» **Material shown**:
+===+

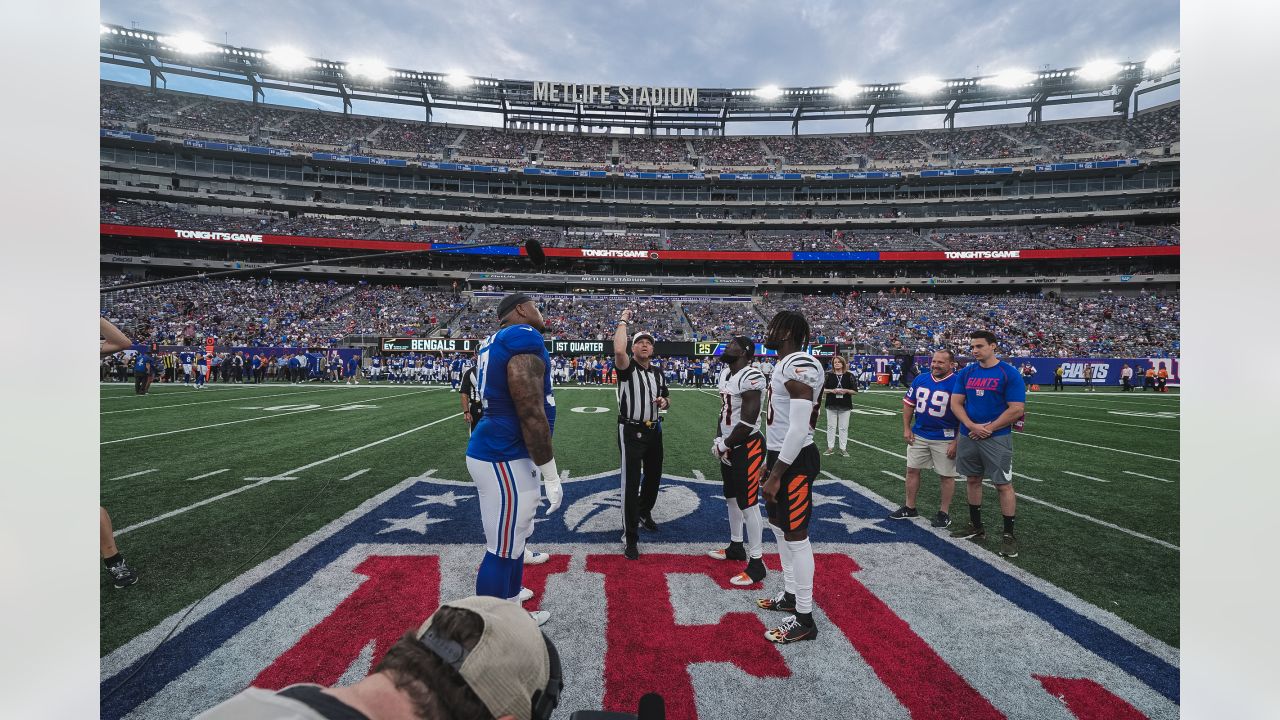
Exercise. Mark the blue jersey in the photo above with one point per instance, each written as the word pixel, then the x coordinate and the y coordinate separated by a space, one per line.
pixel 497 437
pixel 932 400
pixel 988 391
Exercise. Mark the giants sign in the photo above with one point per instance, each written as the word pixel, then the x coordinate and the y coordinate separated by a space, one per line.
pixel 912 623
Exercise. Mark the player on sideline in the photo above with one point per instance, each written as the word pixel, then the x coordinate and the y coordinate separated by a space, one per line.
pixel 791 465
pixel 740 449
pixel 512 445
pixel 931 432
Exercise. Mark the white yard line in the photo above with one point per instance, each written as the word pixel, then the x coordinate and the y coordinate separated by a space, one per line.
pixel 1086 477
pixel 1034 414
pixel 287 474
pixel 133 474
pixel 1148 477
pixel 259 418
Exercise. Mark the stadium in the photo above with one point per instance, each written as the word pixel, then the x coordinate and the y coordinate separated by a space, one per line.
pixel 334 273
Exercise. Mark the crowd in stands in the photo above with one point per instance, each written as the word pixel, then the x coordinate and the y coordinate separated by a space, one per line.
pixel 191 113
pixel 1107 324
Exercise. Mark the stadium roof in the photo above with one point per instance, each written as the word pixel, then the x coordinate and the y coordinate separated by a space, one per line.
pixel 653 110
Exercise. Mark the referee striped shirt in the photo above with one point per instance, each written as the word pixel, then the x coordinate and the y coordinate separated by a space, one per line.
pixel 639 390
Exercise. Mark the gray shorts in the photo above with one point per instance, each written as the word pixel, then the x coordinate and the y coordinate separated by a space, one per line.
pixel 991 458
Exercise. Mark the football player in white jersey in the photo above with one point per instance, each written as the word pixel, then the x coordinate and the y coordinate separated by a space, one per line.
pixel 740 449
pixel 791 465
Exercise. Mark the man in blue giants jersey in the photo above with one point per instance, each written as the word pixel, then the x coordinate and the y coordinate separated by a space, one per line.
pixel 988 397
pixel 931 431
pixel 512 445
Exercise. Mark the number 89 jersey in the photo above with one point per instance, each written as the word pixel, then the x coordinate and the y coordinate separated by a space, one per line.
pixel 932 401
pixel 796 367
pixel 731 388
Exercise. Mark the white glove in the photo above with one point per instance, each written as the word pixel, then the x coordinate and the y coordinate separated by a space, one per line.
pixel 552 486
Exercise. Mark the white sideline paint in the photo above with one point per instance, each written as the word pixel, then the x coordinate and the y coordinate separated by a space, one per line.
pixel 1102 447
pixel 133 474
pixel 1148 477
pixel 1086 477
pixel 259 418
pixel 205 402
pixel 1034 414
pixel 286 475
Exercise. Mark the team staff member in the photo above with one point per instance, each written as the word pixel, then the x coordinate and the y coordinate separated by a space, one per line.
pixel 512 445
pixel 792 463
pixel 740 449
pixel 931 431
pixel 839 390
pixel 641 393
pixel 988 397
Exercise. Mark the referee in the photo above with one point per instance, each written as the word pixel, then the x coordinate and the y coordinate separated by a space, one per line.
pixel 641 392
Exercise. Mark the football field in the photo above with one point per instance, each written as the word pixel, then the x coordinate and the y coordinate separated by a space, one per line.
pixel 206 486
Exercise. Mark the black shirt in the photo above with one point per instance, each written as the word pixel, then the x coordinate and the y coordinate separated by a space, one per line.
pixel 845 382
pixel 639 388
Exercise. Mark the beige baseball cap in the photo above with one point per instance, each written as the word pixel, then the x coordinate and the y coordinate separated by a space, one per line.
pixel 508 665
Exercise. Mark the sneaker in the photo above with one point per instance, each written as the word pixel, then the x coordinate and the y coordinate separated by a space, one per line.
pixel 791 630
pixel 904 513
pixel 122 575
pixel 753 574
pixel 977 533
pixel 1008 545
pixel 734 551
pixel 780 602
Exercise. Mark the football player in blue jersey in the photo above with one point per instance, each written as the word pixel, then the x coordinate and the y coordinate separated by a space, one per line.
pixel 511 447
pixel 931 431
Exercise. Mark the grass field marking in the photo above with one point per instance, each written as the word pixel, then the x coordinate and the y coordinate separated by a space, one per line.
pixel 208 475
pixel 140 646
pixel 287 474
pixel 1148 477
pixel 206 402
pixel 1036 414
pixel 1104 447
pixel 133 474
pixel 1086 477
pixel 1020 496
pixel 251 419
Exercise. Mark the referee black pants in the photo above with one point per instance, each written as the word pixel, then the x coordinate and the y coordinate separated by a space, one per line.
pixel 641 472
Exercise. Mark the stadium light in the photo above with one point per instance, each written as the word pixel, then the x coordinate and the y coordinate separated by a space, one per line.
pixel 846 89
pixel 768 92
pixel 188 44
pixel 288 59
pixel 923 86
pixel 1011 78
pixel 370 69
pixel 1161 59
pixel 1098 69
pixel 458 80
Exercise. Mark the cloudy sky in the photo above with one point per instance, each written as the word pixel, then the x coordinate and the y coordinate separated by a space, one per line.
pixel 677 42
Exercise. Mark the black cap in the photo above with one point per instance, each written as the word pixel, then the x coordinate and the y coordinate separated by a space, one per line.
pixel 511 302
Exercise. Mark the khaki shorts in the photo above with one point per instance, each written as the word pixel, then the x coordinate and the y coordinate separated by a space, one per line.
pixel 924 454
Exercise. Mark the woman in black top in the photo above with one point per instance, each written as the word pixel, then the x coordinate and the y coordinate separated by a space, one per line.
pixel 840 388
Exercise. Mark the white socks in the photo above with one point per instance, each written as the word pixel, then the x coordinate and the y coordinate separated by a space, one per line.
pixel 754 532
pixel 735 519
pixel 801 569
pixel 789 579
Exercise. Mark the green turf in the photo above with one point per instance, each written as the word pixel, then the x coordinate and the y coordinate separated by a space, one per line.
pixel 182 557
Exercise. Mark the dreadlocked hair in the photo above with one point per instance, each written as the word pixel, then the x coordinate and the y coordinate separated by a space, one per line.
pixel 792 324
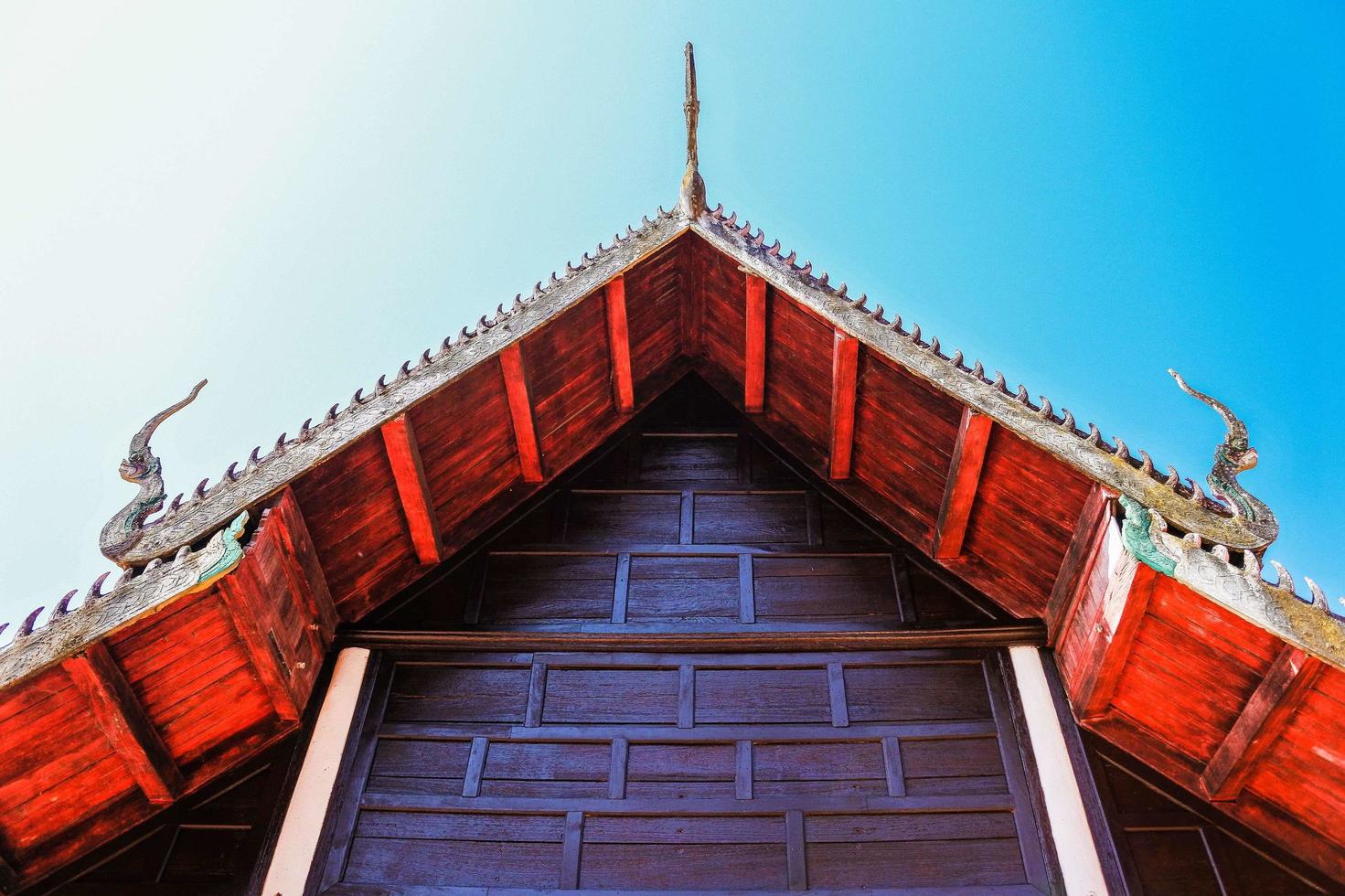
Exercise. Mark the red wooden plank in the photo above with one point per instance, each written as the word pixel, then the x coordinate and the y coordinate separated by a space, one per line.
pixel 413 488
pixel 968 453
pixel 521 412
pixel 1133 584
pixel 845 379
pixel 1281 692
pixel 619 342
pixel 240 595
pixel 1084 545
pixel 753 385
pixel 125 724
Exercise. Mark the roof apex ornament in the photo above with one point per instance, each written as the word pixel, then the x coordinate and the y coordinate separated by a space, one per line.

+===+

» **Given exercise**: Reproduce the stretch of items from the line that contains "Exercise. Mark the stadium light" through the line that contains "pixel 677 42", keeping every line the same.

» **Response to the task**:
Exercise. Mark the stadium light in the photo above with one point per instance, each written as the word pixel, then the x coordinate and the y coordinate separated by a space, one per line.
pixel 846 89
pixel 768 92
pixel 188 44
pixel 288 59
pixel 923 86
pixel 1011 78
pixel 370 69
pixel 1161 59
pixel 1098 69
pixel 458 80
Exercise. Mark the cloudy sky in the photo above with one point per instance, each written as the word pixel, then the x coordinate and the y coordinate separated by a space, one per line.
pixel 677 42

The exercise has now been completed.